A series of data
* * *
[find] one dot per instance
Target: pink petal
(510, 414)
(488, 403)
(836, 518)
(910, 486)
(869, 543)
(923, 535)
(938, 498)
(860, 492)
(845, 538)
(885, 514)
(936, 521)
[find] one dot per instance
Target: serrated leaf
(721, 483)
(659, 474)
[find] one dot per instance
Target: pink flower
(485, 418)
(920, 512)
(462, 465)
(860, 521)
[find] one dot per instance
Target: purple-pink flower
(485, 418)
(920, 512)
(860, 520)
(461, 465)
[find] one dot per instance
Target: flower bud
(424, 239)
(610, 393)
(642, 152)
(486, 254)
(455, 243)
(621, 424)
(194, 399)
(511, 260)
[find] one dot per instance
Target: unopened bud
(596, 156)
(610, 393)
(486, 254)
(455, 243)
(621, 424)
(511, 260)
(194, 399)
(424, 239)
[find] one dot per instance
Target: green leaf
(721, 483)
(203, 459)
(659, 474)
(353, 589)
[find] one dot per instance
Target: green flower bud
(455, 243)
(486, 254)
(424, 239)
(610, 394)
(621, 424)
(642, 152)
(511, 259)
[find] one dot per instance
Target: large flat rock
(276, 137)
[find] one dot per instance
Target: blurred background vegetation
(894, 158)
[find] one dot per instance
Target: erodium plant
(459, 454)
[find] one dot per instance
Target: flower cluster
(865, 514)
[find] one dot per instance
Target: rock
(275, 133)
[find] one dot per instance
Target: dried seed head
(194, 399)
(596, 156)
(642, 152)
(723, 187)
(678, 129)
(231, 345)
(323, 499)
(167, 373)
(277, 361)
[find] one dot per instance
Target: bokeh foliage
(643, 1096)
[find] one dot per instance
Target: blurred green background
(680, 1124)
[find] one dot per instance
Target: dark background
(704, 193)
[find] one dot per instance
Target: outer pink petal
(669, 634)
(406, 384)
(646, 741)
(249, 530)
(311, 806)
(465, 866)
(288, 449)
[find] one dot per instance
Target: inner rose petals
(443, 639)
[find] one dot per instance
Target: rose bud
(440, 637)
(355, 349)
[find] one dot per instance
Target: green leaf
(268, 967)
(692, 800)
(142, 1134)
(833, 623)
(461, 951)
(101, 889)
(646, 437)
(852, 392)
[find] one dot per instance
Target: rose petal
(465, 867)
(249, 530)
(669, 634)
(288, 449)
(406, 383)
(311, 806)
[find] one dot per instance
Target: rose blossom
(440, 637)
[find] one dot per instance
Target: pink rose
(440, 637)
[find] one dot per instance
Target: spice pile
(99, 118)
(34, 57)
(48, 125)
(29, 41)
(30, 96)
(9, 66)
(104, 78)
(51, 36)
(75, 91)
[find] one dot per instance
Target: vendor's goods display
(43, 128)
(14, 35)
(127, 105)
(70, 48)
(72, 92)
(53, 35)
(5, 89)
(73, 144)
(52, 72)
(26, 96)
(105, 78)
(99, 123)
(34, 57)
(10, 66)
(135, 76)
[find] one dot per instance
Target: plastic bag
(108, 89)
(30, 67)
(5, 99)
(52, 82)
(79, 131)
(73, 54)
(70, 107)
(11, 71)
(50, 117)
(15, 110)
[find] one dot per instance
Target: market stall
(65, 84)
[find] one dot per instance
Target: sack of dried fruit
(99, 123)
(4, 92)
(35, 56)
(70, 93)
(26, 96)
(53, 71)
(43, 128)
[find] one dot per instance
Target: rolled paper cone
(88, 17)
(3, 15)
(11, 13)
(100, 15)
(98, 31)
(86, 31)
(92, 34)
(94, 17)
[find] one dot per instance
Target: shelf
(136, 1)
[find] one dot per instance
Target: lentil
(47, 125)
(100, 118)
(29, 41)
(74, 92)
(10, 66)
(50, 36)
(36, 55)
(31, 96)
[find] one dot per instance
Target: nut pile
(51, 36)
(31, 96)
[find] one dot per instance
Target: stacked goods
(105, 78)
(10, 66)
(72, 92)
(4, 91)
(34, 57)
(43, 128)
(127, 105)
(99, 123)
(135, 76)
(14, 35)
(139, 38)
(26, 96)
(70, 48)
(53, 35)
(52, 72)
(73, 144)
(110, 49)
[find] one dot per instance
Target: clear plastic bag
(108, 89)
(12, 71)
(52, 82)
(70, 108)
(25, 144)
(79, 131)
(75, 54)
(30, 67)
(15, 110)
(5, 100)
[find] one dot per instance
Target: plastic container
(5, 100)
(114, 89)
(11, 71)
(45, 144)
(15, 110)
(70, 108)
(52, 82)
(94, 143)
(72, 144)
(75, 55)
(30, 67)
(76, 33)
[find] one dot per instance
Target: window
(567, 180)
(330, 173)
* * *
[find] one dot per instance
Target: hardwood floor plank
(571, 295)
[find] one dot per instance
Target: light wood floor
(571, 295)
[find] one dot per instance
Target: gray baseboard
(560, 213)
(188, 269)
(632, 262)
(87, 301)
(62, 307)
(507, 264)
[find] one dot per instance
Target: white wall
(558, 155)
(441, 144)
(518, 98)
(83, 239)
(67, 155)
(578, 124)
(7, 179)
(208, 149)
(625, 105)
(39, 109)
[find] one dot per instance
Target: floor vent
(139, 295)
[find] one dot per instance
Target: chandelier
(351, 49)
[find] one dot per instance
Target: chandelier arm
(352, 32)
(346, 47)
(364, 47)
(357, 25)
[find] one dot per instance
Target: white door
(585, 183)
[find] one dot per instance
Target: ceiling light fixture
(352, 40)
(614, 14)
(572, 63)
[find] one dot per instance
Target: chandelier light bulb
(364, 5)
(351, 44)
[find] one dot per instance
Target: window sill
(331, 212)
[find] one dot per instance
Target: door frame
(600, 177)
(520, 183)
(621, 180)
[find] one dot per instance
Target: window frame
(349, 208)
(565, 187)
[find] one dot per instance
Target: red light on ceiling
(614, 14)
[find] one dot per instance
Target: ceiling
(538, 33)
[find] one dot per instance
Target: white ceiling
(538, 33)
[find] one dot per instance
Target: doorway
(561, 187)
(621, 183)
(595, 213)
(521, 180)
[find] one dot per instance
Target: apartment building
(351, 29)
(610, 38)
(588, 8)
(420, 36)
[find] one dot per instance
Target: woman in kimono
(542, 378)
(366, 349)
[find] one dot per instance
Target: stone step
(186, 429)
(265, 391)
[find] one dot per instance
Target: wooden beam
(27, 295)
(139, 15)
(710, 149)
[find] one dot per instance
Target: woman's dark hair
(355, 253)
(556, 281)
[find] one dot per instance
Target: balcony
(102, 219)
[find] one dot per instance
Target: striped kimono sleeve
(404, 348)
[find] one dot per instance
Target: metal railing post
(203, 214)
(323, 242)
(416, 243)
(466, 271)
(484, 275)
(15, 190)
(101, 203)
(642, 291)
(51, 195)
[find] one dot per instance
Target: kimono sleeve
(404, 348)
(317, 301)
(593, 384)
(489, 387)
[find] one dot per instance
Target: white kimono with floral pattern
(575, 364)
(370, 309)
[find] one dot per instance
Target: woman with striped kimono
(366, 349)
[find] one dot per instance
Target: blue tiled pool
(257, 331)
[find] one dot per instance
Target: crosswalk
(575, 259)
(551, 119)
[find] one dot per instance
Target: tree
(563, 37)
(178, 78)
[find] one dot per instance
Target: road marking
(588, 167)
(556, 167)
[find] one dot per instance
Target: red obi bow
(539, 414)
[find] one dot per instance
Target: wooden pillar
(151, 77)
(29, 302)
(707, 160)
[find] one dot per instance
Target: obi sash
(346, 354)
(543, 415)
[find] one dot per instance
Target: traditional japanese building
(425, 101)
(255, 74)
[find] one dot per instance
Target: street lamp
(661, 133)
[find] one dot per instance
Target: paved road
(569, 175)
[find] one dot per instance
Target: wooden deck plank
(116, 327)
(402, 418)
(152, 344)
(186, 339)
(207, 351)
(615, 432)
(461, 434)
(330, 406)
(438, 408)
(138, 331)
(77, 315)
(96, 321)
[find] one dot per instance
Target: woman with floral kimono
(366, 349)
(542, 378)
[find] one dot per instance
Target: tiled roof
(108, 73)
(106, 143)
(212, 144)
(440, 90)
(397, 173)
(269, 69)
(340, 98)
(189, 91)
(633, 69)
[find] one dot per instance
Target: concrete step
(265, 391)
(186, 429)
* * *
Direction =
Report every line of the data above that contains the string "plastic", matching case exactly.

Answer to the exercise =
Target: plastic bag
Target: clear plastic bag
Target: plastic container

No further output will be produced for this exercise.